---------- Article ----------
Arabic has 28 letters → 28² = 784 mathematically possible ordered binary pairs. Jabal's lexicon attests only ~453 nuclei; the trilateral decomposition shows 507 unique binaries appearing as L1+L2. Where did the other 277 go?

**Answer:** they're filtered, not missing. Full decomposition in [`Juthoor-Linguistic-Genealogy/outputs/audits/layer_2_coverage_gap.md`](../../Juthoor-Linguistic-Genealogy/outputs/audits/layer_2_coverage_gap.md) (auto-generated):

| Filter | Pairs removed | Reason |
|--------|--------------:|--------|
| alif-initial (ا as L1) | 28 | ا is a vowel marker, cannot begin a root |
| identical XX | 25 | Obligatory Contour Principle, repeated consonant blocked |
| same-articulator-class | 107 | Soft OCP, articulator hygiene |
| **Genuine lexical gaps** | **155** | **Phonologically allowed but unused by Arabic** |

Of 277 missing pairs, **160 (58%) are phonotactically blocked** and only **155 (20% of all 784 possibilities)** are true lexical gaps. The 100% native-composition result is honestly bounded: every trilateral that *exists* in Arabic gets a coherent operative reading. Whether the model can predict charges for the 155 lexical-gap binaries is the natural next test.
---------- Supplied material ----------
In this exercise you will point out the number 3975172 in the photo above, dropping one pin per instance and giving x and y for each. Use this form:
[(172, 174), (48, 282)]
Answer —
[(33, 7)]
----------
◆ Tasks
1. Translate this sentence from the write-up on missing Arabic letter pairs into Spanish: "Whether the model can predict charges for the 155 lexical-gap binaries is the natural next test."
2. Carry on the write-up on missing Arabic letter pairs past its final sentence.
The material comes from a separate source.

◆ Answers for the tasks
1. Saber si el modelo puede predecir cargas para los 155 binarios de vacíos léxicos es la siguiente prueba natural.

2.
## Limits & open questions

- **Interpretive, not generative.** Given an arbitrary L1·L2·L3, the model does not yet *predict* the mode; the rater reads the actual root meaning and chooses the operative reading that fits. A future classifier could test mode-from-charges predictability, and the 155 lexical-gap pairs above are the natural held-out set.
- **Single-rater dataset.** All 2,285 verdicts come from one rater (Opus). Inter-rater κ checking tooling is in place (`sample_for_irr.py`, `compute_irr.py`) but the κ has not yet been computed against a second rater.
- **Loanwords undercounted.** Only 1/2,285 was tagged LOANWORD. Many candidates (e.g., فردوس, سندس, سنبل) are arguably native compositions under the operative model. A focused audit of suspected loanwords is warranted.
- **Quadrilateral and quintilateral roots.** The schema generalises (binary-on-L3, then ternary-on-L4) but has not been formalised. Roots like قنطر, زنجبيل, طمأن are sketched as "X holds/operates on then Y" in the reasons but lack a dedicated framework.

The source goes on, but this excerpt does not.